-- Work order --
From the listing below, set down exactly the lines between the one holding "pole in the photograph above." and the one holding "strap in the photograph above.", inclusive. No other line is wanted.

-- Provided information --
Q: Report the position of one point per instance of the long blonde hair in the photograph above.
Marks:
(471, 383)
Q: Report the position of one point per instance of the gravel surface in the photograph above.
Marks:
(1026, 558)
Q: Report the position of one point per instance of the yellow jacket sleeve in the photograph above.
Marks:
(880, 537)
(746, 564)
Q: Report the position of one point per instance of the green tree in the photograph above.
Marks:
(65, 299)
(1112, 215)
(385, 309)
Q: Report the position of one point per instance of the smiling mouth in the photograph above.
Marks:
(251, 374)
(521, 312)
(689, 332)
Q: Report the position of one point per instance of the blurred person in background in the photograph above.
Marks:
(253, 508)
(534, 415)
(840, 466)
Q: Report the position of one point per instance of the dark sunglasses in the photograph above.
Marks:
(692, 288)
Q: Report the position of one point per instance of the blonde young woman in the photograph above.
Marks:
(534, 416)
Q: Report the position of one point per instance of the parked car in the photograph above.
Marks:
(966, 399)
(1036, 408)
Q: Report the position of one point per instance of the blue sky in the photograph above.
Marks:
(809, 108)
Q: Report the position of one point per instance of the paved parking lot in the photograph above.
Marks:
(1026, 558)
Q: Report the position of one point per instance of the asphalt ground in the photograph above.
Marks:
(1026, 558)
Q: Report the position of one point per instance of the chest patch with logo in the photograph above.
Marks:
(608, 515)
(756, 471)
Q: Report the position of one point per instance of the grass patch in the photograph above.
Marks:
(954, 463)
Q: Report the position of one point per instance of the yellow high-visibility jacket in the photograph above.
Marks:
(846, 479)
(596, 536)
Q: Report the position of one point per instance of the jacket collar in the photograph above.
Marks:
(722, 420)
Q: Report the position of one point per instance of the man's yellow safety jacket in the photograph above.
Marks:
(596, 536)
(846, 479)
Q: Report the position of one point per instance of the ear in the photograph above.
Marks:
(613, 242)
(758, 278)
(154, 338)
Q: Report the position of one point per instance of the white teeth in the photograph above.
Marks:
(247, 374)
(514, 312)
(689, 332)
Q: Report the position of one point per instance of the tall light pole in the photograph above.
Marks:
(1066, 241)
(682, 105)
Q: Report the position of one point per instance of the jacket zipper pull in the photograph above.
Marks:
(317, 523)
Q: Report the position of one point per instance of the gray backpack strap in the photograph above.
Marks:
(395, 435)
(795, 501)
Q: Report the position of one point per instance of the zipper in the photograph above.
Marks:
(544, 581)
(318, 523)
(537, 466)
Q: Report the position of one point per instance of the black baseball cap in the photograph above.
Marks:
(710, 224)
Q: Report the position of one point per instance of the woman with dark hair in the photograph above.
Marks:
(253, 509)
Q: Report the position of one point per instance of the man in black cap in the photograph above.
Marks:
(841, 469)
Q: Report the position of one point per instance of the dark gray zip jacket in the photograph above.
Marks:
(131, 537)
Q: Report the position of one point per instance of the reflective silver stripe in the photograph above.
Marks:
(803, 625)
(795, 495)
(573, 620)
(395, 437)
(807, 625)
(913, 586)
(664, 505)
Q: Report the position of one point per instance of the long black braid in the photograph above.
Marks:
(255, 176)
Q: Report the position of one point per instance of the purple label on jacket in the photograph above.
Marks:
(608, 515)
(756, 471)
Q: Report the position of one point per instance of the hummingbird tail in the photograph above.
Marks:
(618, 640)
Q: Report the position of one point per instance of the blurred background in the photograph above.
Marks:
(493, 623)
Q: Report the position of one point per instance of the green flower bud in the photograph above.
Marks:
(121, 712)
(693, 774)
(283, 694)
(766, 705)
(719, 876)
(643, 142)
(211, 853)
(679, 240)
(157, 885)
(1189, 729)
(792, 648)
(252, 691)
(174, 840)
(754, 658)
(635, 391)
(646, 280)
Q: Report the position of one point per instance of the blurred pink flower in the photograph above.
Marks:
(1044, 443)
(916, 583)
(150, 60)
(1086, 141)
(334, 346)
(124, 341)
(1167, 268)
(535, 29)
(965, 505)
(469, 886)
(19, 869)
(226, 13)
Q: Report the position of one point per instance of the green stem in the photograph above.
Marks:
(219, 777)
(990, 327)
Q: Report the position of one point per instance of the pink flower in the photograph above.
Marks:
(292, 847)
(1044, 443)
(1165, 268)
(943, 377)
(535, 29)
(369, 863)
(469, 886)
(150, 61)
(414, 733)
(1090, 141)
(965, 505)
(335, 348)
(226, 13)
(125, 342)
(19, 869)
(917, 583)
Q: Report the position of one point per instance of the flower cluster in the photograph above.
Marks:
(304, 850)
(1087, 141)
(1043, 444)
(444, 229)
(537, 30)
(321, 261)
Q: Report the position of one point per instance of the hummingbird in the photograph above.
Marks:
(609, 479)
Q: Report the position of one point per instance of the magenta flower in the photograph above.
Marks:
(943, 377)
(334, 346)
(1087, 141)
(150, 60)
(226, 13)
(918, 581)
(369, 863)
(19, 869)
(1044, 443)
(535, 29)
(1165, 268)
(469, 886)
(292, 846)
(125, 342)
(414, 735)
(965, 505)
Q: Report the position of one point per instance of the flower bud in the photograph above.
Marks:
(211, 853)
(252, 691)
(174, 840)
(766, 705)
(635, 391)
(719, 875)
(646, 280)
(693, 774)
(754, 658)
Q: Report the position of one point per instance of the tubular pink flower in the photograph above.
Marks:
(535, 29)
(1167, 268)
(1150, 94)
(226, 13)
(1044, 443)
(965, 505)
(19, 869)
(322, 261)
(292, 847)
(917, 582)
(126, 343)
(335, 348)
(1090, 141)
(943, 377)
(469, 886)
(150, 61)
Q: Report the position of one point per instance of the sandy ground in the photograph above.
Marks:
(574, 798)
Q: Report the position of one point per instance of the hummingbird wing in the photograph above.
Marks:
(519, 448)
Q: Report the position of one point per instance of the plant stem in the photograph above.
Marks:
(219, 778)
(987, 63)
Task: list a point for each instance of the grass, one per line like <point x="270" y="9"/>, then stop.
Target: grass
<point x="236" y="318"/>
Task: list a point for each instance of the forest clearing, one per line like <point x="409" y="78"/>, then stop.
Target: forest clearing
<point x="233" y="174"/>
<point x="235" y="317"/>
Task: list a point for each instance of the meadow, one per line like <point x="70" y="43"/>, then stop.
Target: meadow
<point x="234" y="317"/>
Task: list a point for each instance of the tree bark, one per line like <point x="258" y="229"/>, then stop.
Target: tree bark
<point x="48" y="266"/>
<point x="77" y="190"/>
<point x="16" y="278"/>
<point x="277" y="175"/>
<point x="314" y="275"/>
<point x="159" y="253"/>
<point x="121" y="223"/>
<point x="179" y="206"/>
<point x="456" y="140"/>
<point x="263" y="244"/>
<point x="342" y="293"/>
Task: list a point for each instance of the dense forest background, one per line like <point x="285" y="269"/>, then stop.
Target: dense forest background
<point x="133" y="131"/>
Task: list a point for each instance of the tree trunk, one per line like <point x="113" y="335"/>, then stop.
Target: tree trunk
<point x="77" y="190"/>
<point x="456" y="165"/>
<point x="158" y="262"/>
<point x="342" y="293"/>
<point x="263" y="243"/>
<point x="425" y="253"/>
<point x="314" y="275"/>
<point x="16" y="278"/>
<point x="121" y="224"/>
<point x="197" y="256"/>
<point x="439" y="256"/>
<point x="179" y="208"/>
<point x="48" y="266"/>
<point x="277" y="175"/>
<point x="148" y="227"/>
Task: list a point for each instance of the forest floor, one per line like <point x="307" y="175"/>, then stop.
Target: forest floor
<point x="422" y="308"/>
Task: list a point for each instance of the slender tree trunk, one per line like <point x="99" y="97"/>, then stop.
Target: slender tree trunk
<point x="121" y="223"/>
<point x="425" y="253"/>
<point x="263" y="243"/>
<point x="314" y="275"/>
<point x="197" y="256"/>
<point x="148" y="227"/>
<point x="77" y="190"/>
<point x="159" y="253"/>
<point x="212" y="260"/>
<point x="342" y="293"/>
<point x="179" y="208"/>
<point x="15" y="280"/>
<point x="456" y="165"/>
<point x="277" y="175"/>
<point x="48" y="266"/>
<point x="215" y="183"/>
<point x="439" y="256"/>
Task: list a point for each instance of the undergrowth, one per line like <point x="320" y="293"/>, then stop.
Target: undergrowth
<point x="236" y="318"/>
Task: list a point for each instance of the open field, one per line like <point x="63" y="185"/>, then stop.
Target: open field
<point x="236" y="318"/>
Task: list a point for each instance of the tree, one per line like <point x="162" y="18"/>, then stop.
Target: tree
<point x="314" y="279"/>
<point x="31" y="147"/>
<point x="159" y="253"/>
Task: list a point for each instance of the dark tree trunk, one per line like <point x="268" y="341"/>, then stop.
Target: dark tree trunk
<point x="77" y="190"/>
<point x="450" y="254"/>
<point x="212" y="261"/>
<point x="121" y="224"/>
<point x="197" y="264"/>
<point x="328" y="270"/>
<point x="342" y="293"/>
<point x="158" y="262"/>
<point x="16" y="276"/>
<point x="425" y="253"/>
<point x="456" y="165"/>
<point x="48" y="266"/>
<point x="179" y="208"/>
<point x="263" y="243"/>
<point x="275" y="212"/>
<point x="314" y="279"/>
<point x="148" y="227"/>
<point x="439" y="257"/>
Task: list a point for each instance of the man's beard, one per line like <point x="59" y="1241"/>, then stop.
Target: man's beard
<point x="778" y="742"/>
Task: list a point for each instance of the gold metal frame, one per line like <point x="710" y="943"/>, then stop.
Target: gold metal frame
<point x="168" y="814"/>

-- Response to this task --
Q: Report the position of one point per instance of the tall light pole in the photograph above.
Marks:
(1066, 241)
(682, 105)
Q: Report the position of one point per instance of the jacket zipper pull in the photograph above.
Marks:
(317, 523)
Q: Report the position of one point per instance of the gray backpack strap in the photograph above.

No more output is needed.